» **Assignment**: Your task is to copy every line of this material exactly.

» **Input records**:
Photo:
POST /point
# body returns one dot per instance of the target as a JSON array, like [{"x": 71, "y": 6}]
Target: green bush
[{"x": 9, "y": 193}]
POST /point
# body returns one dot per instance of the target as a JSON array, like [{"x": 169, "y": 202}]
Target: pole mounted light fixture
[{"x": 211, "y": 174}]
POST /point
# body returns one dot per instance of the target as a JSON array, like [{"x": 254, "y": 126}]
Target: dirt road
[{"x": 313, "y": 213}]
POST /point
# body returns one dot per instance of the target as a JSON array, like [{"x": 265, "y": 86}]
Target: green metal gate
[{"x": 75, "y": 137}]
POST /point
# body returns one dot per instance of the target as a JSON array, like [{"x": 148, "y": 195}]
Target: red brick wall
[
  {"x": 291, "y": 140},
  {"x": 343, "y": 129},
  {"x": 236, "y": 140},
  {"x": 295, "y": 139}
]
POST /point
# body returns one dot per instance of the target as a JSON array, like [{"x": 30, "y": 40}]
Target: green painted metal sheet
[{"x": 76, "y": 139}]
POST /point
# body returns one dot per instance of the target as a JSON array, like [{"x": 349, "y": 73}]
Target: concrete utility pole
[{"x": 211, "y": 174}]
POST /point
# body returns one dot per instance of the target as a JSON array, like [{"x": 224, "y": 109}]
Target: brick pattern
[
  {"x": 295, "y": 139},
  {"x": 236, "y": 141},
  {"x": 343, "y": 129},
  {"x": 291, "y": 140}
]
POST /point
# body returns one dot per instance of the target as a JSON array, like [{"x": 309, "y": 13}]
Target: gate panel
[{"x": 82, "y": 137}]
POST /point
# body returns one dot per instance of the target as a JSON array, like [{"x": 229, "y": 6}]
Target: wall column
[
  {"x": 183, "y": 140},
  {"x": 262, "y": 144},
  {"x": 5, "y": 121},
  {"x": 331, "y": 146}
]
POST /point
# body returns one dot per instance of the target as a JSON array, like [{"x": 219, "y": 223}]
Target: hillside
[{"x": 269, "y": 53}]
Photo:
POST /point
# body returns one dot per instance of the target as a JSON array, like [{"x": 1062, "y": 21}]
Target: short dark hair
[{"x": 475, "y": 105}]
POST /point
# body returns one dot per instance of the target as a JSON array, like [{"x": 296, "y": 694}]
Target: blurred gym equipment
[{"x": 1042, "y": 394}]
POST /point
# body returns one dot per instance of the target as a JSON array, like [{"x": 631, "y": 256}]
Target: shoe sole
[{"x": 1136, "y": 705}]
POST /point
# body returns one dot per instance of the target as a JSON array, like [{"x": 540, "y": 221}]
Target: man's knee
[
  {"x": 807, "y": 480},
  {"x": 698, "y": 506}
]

» **Written response**:
Photo:
POST /point
# body returns one dot per instance of the target as a JSON array, like [{"x": 71, "y": 6}]
Target: green bush
[{"x": 9, "y": 193}]
POST /point
# body returns one dot per instance of the target as a JSON array, like [{"x": 169, "y": 202}]
Target: pole mounted light fixture
[{"x": 211, "y": 174}]
POST /point
# body returns one dot per instance of the target as a JSON array, like [{"x": 254, "y": 126}]
Target: dirt road
[{"x": 313, "y": 213}]
POST /point
# body returns one dot per instance of the target as a JSON array, like [{"x": 265, "y": 86}]
Target: green metal gate
[{"x": 75, "y": 137}]
POST /point
# body returns one dot per instance of the target as a JSON array, like [{"x": 148, "y": 195}]
Target: red brick wall
[
  {"x": 291, "y": 140},
  {"x": 343, "y": 129},
  {"x": 236, "y": 140},
  {"x": 295, "y": 139}
]
POST /point
# body returns one dot per instance of the target as a JSON array, like [{"x": 30, "y": 40}]
Target: green painted metal sheet
[{"x": 76, "y": 139}]
POST /point
# body returns one dot per instance of the target as a JSON array, like [{"x": 349, "y": 73}]
Target: concrete utility pole
[{"x": 211, "y": 174}]
POST /point
# body returns one dot per instance of the target as a JSON array, like [{"x": 224, "y": 109}]
Target: brick pattern
[
  {"x": 295, "y": 139},
  {"x": 236, "y": 141},
  {"x": 343, "y": 129},
  {"x": 291, "y": 140}
]
POST /point
# body returns one dot per instance of the target as a JSON array, like [{"x": 309, "y": 13}]
Target: gate panel
[{"x": 82, "y": 137}]
POST /point
# body returns one dot per instance of the target as a JSON array, like [{"x": 229, "y": 6}]
Target: wall column
[
  {"x": 183, "y": 140},
  {"x": 262, "y": 144},
  {"x": 5, "y": 121},
  {"x": 331, "y": 146}
]
POST /point
# body returns one dot per instance of the target as a JSON array, like [{"x": 219, "y": 223}]
Target: hillside
[{"x": 269, "y": 53}]
Photo:
POST /point
# body returns one dot per instance of the target as a JSON array, like [{"x": 1062, "y": 21}]
Target: short dark hair
[{"x": 475, "y": 105}]
POST /point
# body returns one dot per instance of the target as a JSON array, like [{"x": 296, "y": 694}]
Target: blurred gym equipment
[{"x": 1042, "y": 394}]
POST /point
# body returns one dot per instance of the target as a JSON array, like [{"x": 631, "y": 256}]
Target: shoe sole
[{"x": 1136, "y": 705}]
POST /point
# body returns one dot per instance of the target as a JSON array, like [{"x": 540, "y": 221}]
Target: man's knee
[
  {"x": 807, "y": 480},
  {"x": 698, "y": 506}
]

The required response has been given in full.